Page text.
···
PHOENIX INCOME AND GROWTH FUND
PHOENIX MULTI-PORTFOLIO FUND:
DIVERSIFIED INCOME PORTFOLIO
EMERGING MARKETS BOND PORTFOLIO
INTERNATIONAL PORTFOLIO
REAL ESTATE SECURITIES PORTFOLIO
MID CAP PORTFOLIO
TAX-EXEMPT BOND PORTFOLIO
PHOENIX MULTI-SECTOR FIXED INCOME FUND, INC.
PHOENIX MULTI-SECTOR SHORT TERM BOND FUND
PHOENIX SERIES FUND:
AGGRESSIVE GROWTH FUND SERIES
BALANCED FUND SERIES
CONVERTIBLE FUND SERIES
GROWTH FUND SERIES
HIGH YIELD FUND SERIES
MONEY MARKET FUND SERIES
U.S. GOVERNMENT SECURITIES FUND SERIES
PHOENIX TOTAL RETURN FUND, INC.
PHOENIX STRATEGIC EQUITY SERIES FUND:
EQUITY OPPORTUNITIES FUND
MICRO CAP FUND
STRATEGIC THEME FUND
SMALL CAP FUND
PHOENIX WORLDWIDE OPPORTUNITIES FUND
Exhibit 18.3
RULE 18f-3 DUAL DISTRIBUTION PLAN
<PAGE>
PHOENIX FUNDS
(the "Funds")
AMENDED AND RESTATED
PLAN PURSUANT TO RULE 18f-3
under the
INVESTMENT COMPANY ACT OF 1940
1. Introduction
Pursuant to Rule 18f-3 under the Investment Company Act of 1940, as
amended ("1940 Act"), this Plan describes the multi-class system for the Funds,
including the separate classes of shares' arrangements for distribution, the
method for allocating expenses to those classes and any related conversion or
exchange privileges applicable to these classes.
Upon the original effective date of this Plan, the Funds shall offer
multiple classes of shares, as described herein, pursuant to Rule 18f-3 and this
Plan.
2. The Multi-Class Structure
The portfolios of the Funds listed on Schedule A hereto shall offer two
classes of shares, Class A and Class B ("Multi-Class Portfolios"). Shares of the
Multi-Class Portfolios shall represent an equal pro rata interest in the
respective Multi-Class Portfolio and, generally, shall have identical voting,
dividend, liquidation, and other rights, preferences, powers, restrictions,
limitations, qualifications and terms and conditions, except that: (a) each
class shall have a different designation; (b) each class shall bear any Class
Expenses, as defined by Section 2(b), below; (c) each class shall have exclusive
voting rights on any matter submitted to shareholders that relates solely to its
distribution arrangement; and (d) each class shall have separate voting rights
on any matter submitted to shareholders in which the interests of one class
differ from the interests of any other class. In addition, Class A and Class B
shares shall have the features described in Sections a, b, c and d, below.
···
Challenges.
(a) In the Phoenix Funds plan, which two classes of shares do the Multi-Class Portfolios offer?
(b) Which portfolios does the Phoenix Funds plan list under the Phoenix Multi-Portfolio Fund?
(c) Write the next part of the Phoenix Funds plan, starting right after its last sentence.
The items have no connection to the Phoenix Funds plan.
···
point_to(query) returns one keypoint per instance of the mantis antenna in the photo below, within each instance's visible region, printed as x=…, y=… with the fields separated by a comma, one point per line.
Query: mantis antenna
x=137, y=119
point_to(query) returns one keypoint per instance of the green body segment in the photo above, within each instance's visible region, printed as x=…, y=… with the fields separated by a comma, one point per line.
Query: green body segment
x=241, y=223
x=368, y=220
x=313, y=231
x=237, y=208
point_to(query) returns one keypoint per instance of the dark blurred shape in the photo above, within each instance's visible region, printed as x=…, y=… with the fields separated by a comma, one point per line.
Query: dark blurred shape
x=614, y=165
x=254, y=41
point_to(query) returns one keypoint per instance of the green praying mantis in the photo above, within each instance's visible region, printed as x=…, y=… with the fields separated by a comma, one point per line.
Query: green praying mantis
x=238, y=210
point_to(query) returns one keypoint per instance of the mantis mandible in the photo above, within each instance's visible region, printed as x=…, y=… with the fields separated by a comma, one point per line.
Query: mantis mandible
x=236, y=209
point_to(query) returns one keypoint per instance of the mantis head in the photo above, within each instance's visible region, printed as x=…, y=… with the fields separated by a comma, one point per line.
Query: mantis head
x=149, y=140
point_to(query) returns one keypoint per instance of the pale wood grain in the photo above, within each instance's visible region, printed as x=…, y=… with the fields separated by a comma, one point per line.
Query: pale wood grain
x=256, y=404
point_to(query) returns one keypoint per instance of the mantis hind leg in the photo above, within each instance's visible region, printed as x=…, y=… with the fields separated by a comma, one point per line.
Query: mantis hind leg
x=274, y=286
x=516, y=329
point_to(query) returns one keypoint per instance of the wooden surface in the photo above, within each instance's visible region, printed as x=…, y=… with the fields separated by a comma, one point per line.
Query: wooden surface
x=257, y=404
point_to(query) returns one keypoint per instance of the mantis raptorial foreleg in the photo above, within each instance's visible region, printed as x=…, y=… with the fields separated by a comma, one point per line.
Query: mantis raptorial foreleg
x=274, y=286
···
Task responses.
(a) Class A and Class B.

(b) Diversified Income Portfolio, Emerging Markets Bond Portfolio, International Portfolio, Real Estate Securities Portfolio, Mid Cap Portfolio, and Tax-Exempt Bond Portfolio.

(c)
a. Distribution Plans
The Funds have adopted Distribution Plans pursuant to Rule 12b-1 with
respect to each Multi-Class Portfolio, containing substantially the following
terms:
i. Class A shares of each Multi-Class Portfolio shall reimburse Phoenix
Equity Planning Corporation (the "Distributor") for costs and expenses incurred
in connection with distribution and marketing of shares thereof, as provided in
the Class A Distribution Plan and any supplements thereto, subject to an annual
limit of 0.25%, or in some cases 0.30%, of the average daily net assets of a
Multi-Class Portfolio's Class A shares.
ii. Class B shares of each Multi-Class Portfolio shall reimburse the
Distributor for costs and expenses incurred in connection with distribution and
marketing of shares thereof, as provided in the Class B Distribution Plan and
any supplements thereto, subject to an annual limit of 1.00% of the average
daily net assets of a Multi-Class Portfolio's Class B shares.
b. Allocation of Income and Expenses
<PAGE>
i. General.
The gross income, realized and unrealized capital gains and losses and
expenses (other than Class Expenses, as defined below) of each Multi-Class
Portfolio shall be allocated to each class on the basis of its net asset value
relative to the net asset value of the Multi-Class Portfolio. Expenses to be so
allocated include expenses of the Funds that are not attributable to a
particular Multi-Class Portfolio or class of a Multi-Class Portfolio but are
allocated to a Multi-Class Portfolio ("Fund Expenses") and expenses of a
particular Multi-Class Portfolio that are not attributable to a particular class
of that Multi-Class Portfolio ("Portfolio Expenses"). Fund Expenses include, but
are not limited to, trustees' fees, insurance costs and certain legal fees.
Portfolio Expenses include, but are not limited to, certain state registration
fees, custodial fees, advisory fees and other expenses relating to the
management of the Multi-Class Portfolio's assets.
ii. Class Expenses.
Expenses attributable to a particular class ("Class Expenses") shall be
limited to: (1) transfer agency fees; (2) stationery, printing, postage, and
delivery expenses relating to preparing and distributing shareholder reports,
prospectuses, and proxy statements; (3) state Blue Sky registration fees; (4)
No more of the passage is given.